> Study questions
1) In the passage on Nvidia's earnings, about what share of the S&P 500 does Nvidia's stock account for?
2) Repeat word for word the stretch of the Nvidia earnings passage that opens with the words containing "Even if you" and closes with "investors and savers.".
3) Render this sentence from the Nvidia earnings passage in Spanish: "Most Wall Street analysts believe the stock has room to rise."
** Opening Document section block **
Nvidia’s latest quarterly financial update is being widely viewed as the biggest event of this earnings season. It could have wide-reaching implications for the AI trade and the broader stock market.
A strong showing from the chipmaker, which is viewed as an AI bellwether, could prove just what the market needs to revive confidence in the AI rally that boosted shares of Nvidia, its partners, and stocks across industries this year, pushing the major indexes to a series of record highs.
However, with expectations riding high and signs investors may be more difficult to impress amid persistent worries that elevated stock valuations have created an AI bubble, the stock could be primed for punishment if Nvidia’s results are anything less than stellar.
With the chipmaker facing a particularly challenging setup heading into Wednesday’s event, some investors are already bracing for enhanced volatility in its wake. Options pricing suggests traders see shares swinging roughly 7% in either direction by the end of the week.
Nvidia’s outsized influence on major indexes—with a market capitalization of around $4.5 trillion as of Wednesday afternoon, the stock accounts for about 8% of the S&P 500—also means a big move in its stock would impact the market broadly. And if Nvidia’s shares soar or slump, those of its partners and others related to AI likely will too.
Even if you don’t hold Nvidia stock directly, a big share price move could affect you if you hold money in broad market index funds through brokerage accounts or tax-advantaged retirement accounts such as a 401(k) or IRA. Options pricing indicates traders expect the S&P 500 could move close to 2% in either direction by the end of the week, affecting a wide swath of investors and savers.
In recent quarters, the AI chipmaker’s quarterly report has tended to be a sell-the-news event, with the stock finishing the week of its earning lower than its levels heading into the event in three of the last four quarters, despite strong results. However, Nvidia’s stock has typically picked up in the months that followed.
Most Wall Street analysts believe the stock has room to rise.
** Closing Document section block **
** Opening Data for review block **
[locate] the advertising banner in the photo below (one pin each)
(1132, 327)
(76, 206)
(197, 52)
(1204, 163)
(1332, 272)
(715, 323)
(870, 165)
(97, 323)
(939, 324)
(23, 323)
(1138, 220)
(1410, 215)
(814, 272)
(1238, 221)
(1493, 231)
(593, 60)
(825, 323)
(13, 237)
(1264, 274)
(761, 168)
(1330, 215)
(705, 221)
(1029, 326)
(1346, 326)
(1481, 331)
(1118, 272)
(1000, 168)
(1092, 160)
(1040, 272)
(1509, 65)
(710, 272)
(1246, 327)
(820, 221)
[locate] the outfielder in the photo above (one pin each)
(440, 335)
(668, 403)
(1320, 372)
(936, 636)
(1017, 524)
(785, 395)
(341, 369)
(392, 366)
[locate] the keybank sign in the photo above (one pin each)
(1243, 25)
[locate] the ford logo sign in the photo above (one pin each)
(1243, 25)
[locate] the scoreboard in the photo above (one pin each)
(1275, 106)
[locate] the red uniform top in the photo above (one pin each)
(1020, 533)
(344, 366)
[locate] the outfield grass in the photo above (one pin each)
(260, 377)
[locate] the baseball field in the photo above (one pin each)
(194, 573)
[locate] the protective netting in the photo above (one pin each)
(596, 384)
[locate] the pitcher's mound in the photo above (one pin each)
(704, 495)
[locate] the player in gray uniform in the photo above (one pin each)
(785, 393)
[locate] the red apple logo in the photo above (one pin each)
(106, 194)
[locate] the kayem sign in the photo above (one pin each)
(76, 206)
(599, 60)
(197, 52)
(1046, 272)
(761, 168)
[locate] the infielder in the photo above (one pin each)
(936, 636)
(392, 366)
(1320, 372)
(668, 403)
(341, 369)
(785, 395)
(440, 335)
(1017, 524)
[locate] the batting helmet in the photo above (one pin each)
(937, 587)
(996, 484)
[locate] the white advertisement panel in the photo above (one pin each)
** Closing Data for review block **
> Solutions to the tasks
1) About 8%.

2)
Even if you don’t hold Nvidia stock directly, a big share price move could affect you if you hold money in broad market index funds through brokerage accounts or tax-advantaged retirement accounts such as a 401(k) or IRA. Options pricing indicates traders expect the S&P 500 could move close to 2% in either direction by the end of the week, affecting a wide swath of investors and savers.

3) La mayoría de los analistas de Wall Street creen que la acción tiene margen para subir.